__PROBLEMS TO SOLVE__
1: Decide whether each statement below agrees with the essay about working in a conference vendor hall, answering yes or no for each and quoting the words of the essay that settle it. (a) The writer spent eight hours in a vendor hall the day before the photo was taken. (b) As a faculty member, the writer often shared strong opinions with the sales people in the vendor hall. (c) On the morning the photo was taken, the writer was sitting in a coffee shop.
2: Extend the essay about working in a conference vendor hall, picking up after its final sentence.

__EXTRACT TO READ__
I’ve been noodling on whether or not to post this, and I’m waking up this morning to the feeling that this post is nothing compared to the everyday challenges I faced as a writing teacher. I’ve been going through old files this week, and I’m reflecting on how much of the students’ lives you see through their writing. I’m often haunted by students from my past that I know didn’t make it because of the harsh realities that most community college students face–so much depends upon which side of the tracks you born on.

Let me tell you a story about a photo.

On the morning that I took the photo that Amanda Coolidge used in her recent keynote, I was sitting in a coffee shop trying to build myself up with the confidence for the day. I had just paid a visit to my parents—people who sacrificed everything to make my life better–it’s always so hard to say goodbye. I was thinking about how they have a difficult time explaining what I do, and to be honest, I struggle to describe this work to people outside of higher education. The jargon of higher education isn’t always easy when you are a first-generation college graduate. Our story is hard to share. 

The day before I took this photo I spent 8 hours in a vendor hall right across a publisher doing focus groups. In the vendor hall, employees of other companies used the language and the research of my colleagues, and they gave Starbucks card after Starbucks card to faculty who shared their opinions about their new pricing structure. Their new day one access. Their new concern for students who could not afford their textbooks.  

Another company a row over was doing similar work, using the same dialogue, and they were angering faculty. It was one of those conferences where they have a passport for a raffle, and every twenty or so minutes, somebody would come up to me with strong opinions using the phrase “You People.” Everyone feels better after they say this phrase. It’s my job to stand there and listen to the outrage. I wasn’t the only table who heard these comments. You People. You People.

Prior to this work I do, I never went to the vendor hall as a faulty member, except, that is, for the “free drinks and food” (paid for by the companies who sponsored the conference, mind you). I avoided eye contact with the sales people, and I never in a million years would have shared my opinions and outrage. I saw them as people who needed to pay their bills. Just like me. Just like me when I was a bartender, a cocktail waitress, cashier, or an adjunct. Just like me in a capitalistic society where nothing is free. I thought it more polite to be quiet, and nibble on my cheese and crackers and talk with my friends. I thought it more effective to organize and do work that undermines their business model. I thought it more effective to help students and faculty the best way that I could. Sharing my strong opinions with them felt like talking into the wind. You People. You People.

That day, the day of the chalkboard photo, it was my job to be in the vendor hall, and I was honestly thrilled to talk with most faculty and administrators. I get to meet a lot of cool people even if this isn’t my favorite venue to do so. In that space, however, I represent the work so many wonderful people who truly care about students. People who care about adjuncts. Teaching. Learning. During the vendor hall gigs, I will gladly sup on a good sauce of spicy campus politics with you. Dish it up! I’m listening. I’ll take an extra side of faculty rage at administrators (and vice versa), please. Give me a dessert of innovative policy topped with administrative creativity, and I’m in heaven. Share a side of adjunct woes, and data-driven work that helps their labor conditions? I’m in love. I’m all ears. Tell me how the shit gets done to help students and teachers, and I’m yours (academic terminology emphasis, mine).

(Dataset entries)

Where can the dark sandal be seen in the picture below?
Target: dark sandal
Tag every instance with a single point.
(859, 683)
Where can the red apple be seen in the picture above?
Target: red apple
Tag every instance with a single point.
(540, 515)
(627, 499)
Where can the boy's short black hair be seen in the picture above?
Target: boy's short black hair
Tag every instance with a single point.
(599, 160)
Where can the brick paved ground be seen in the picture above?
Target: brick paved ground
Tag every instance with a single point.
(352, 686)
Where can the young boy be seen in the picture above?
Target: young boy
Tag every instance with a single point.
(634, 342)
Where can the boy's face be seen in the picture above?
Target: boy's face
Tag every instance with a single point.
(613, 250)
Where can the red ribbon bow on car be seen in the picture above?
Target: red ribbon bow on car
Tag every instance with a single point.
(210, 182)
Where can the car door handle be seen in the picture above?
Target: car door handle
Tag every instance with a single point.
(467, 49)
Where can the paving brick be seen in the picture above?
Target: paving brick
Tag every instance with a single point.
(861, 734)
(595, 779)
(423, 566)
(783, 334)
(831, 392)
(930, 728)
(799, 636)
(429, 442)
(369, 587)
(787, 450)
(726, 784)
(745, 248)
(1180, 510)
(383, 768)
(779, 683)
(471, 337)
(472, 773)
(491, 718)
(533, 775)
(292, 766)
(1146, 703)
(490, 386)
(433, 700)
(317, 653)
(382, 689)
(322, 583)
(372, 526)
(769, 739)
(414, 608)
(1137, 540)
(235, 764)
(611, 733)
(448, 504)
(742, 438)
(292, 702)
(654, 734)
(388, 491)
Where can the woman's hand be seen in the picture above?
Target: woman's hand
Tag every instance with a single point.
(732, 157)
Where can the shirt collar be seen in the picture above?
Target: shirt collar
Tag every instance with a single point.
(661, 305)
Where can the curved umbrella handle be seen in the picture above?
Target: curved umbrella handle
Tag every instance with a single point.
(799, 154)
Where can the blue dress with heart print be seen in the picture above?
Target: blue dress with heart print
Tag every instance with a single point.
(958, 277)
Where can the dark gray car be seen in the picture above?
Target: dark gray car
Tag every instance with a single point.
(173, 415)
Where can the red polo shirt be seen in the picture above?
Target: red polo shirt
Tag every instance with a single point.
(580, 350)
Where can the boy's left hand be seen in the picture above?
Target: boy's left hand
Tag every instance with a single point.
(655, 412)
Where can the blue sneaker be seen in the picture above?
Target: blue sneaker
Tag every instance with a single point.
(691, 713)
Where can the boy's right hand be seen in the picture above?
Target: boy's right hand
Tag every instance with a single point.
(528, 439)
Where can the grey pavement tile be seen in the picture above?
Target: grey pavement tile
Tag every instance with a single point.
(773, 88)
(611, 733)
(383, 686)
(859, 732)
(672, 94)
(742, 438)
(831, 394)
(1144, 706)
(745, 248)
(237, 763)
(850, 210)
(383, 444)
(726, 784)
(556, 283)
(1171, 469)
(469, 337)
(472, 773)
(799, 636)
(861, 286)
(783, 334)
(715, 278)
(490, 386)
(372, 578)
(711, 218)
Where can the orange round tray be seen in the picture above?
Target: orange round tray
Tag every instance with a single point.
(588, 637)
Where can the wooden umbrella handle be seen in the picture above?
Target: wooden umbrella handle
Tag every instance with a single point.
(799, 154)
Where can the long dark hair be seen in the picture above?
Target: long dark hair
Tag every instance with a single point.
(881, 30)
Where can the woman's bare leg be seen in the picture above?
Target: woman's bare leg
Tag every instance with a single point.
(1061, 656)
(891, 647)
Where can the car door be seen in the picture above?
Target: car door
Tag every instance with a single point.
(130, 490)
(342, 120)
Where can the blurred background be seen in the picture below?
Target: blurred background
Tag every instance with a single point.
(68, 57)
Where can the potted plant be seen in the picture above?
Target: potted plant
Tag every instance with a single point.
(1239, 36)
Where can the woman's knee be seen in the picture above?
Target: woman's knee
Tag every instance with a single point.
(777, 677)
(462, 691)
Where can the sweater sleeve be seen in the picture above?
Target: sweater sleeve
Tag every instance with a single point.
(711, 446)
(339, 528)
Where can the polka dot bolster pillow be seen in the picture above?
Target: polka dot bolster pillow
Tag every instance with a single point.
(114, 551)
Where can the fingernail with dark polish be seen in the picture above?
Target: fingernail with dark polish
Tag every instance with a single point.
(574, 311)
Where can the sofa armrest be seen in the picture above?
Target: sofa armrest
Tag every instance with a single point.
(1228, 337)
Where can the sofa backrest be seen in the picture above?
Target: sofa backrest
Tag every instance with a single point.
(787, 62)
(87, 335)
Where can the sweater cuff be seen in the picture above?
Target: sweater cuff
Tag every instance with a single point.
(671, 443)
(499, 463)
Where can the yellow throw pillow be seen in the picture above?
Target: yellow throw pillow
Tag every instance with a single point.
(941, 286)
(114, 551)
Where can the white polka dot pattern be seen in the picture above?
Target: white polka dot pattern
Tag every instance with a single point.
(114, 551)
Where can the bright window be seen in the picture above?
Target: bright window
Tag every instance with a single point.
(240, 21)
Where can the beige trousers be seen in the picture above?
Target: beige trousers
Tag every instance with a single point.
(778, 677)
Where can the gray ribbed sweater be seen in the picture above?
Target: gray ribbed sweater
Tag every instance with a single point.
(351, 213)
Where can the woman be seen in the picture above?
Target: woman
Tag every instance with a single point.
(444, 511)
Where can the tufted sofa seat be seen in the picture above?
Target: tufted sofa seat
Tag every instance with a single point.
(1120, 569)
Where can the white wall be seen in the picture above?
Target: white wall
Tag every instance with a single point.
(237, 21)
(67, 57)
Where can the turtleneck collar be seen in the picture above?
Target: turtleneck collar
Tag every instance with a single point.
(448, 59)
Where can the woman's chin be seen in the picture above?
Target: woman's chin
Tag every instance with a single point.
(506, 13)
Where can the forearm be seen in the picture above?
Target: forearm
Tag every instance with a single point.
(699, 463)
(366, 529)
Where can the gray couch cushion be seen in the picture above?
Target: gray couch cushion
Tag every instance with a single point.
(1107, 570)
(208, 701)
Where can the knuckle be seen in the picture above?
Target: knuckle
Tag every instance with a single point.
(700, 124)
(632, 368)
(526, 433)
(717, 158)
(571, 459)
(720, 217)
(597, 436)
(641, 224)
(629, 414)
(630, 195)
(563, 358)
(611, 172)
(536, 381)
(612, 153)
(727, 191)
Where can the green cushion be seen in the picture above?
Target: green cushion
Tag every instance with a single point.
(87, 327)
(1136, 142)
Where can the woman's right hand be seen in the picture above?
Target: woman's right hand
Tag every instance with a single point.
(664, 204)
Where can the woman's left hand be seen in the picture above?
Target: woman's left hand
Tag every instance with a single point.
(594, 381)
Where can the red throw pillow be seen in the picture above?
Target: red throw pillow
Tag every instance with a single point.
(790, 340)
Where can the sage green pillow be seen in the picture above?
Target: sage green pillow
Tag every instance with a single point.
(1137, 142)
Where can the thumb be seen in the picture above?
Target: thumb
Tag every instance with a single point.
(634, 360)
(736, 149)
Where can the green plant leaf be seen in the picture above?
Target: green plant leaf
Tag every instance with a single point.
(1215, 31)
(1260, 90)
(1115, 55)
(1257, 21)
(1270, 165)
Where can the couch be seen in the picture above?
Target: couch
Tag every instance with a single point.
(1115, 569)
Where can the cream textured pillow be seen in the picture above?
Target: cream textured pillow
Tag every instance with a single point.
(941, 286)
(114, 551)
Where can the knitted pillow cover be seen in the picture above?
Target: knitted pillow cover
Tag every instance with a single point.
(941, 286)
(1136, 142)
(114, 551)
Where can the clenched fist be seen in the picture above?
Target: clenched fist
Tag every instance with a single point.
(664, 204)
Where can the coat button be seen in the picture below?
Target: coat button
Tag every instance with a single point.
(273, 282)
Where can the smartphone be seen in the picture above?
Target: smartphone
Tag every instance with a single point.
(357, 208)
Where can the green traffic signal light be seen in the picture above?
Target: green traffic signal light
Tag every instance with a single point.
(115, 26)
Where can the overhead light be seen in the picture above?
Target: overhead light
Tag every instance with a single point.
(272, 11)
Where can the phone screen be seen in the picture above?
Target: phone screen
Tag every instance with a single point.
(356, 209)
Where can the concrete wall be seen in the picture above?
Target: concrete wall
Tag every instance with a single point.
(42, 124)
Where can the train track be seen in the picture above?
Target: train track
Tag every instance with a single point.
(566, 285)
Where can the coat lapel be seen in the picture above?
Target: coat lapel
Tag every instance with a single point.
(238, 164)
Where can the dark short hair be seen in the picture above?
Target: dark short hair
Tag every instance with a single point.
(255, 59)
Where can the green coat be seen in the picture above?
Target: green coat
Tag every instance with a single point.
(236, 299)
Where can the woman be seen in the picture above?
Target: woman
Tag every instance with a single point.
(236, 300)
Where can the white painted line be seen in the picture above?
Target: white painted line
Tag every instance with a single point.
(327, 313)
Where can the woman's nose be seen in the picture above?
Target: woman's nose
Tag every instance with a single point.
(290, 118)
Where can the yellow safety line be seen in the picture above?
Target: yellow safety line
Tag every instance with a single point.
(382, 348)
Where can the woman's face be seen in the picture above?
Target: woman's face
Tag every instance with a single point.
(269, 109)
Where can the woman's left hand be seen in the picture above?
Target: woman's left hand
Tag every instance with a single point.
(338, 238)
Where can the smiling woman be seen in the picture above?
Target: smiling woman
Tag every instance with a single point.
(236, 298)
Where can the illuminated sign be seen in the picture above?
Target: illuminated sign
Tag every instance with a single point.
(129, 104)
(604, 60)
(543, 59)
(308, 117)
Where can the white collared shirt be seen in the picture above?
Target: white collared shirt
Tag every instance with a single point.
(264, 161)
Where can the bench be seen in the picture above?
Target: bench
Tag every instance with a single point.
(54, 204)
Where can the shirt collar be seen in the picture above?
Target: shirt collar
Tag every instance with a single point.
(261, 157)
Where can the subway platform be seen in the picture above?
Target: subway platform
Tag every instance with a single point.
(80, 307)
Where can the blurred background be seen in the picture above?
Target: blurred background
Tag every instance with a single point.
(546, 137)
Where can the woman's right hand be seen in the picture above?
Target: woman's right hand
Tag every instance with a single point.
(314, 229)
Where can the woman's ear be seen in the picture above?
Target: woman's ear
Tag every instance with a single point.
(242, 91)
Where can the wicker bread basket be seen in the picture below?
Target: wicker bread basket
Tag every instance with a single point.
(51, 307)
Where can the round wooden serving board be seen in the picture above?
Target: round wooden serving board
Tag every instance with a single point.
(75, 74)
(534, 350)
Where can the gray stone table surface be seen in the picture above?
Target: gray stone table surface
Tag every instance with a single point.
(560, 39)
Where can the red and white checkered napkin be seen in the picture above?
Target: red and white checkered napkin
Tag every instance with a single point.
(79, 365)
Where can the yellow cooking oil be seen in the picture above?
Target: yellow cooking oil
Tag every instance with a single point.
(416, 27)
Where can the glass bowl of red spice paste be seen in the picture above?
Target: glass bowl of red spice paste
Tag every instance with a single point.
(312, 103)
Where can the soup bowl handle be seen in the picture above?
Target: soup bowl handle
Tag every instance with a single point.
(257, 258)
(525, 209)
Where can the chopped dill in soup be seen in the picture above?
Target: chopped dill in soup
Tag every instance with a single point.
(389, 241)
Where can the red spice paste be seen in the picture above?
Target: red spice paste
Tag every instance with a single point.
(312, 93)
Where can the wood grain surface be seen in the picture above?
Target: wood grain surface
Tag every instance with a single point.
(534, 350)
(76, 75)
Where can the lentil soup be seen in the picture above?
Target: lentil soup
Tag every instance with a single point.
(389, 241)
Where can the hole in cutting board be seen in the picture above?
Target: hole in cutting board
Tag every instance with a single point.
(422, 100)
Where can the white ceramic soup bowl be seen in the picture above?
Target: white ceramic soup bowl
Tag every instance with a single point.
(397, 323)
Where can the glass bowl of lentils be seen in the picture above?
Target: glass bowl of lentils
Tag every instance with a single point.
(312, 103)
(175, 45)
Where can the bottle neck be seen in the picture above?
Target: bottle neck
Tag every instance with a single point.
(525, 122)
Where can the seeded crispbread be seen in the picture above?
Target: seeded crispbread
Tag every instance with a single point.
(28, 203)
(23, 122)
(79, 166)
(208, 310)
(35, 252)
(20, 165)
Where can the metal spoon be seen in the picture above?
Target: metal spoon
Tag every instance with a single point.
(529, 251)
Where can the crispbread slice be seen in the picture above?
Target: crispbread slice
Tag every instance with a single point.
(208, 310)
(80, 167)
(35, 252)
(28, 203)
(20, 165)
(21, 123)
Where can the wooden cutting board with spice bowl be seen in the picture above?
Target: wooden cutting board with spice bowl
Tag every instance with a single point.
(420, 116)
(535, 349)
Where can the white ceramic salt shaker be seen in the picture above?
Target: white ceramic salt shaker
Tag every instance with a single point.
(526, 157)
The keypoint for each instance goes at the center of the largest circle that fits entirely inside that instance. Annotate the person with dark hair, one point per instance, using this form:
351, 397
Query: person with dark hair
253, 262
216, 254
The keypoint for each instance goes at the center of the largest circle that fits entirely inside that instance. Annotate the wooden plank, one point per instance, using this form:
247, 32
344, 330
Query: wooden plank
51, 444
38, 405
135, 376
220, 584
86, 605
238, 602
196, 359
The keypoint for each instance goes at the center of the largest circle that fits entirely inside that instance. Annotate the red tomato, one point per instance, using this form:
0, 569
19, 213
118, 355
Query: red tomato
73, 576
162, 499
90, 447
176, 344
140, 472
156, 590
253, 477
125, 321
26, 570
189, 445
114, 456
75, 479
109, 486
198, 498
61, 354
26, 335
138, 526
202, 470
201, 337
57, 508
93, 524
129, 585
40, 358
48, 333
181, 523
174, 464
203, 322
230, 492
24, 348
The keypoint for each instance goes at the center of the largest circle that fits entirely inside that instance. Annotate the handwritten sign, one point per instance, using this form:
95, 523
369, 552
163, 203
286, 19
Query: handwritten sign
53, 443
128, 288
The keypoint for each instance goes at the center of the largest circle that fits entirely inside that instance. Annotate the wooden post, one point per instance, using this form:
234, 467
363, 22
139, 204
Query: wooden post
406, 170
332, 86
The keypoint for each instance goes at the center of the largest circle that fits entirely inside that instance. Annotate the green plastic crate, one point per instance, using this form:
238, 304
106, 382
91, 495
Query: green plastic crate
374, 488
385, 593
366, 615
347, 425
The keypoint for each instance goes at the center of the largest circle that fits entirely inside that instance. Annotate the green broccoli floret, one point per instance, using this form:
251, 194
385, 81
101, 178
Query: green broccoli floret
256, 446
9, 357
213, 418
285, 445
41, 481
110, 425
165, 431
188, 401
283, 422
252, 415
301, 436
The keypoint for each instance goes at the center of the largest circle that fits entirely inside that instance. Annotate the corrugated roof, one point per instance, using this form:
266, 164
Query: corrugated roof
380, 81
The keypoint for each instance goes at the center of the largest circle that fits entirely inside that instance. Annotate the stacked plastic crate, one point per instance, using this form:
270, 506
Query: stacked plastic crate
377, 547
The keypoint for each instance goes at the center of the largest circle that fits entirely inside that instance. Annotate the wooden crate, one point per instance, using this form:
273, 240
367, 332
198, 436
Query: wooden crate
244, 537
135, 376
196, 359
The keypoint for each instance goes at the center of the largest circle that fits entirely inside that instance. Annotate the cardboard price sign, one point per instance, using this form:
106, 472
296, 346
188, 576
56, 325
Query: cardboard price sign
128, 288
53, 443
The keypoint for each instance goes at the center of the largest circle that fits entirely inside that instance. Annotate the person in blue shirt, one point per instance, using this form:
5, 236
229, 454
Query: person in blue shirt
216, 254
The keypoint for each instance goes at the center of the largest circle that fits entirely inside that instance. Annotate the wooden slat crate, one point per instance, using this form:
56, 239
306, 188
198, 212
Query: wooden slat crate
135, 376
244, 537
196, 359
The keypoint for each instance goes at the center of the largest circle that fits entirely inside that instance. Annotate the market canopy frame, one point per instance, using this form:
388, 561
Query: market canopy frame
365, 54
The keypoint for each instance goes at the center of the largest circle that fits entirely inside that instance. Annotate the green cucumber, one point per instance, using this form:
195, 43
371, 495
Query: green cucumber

__RESPONSES TO THE TASKS__
1:
(a) Yes: "The day before I took this photo I spent 8 hours in a vendor hall right across a publisher doing focus groups."
(b) No: "I never in a million years would have shared my opinions and outrage."
(c) Yes: "I was sitting in a coffee shop trying to build myself up with the confidence for the day."

2:
In the best case scenario, this work is pure joy. In the worst case scenario, it’s like bartending, and you are stuck behind the table and have to serve everyone and listen to everything. You People. You People.

That photo that Amanda remixed was taken on a day where I roamed the streets after work searching for part of my youth that no longer exists. Atlanta, like most cities, has been revised and remixed into a more sanitized version of what it once was. Whole neighborhoods were displaced for the 1996 Olympics. Many spots around the downtown area that I remember as a teenager are gone.

What I remember as “home” does not exist. Although truthfully, I never felt like I belonged there, and towards the end of my teenage years I counted the minutes until I could leave that city. It never felt like home to me.

The only place that looked familiar was underground. Five Points Marta Station.

Quick digression: Have you see those last twenty minutes of “The Deuce” where Vincent walks the streets of modern day Times Square? That’s perhaps one of the most brilliant twenty minutes of the prestige shows on HBO, by the way (paraphrasing my Mister). I got weepy when Paul, the bartender/bath house owner, who asks the best question of the show summarizing the challenges of gentrification: Where will The People live? (Looking at you, Seattle).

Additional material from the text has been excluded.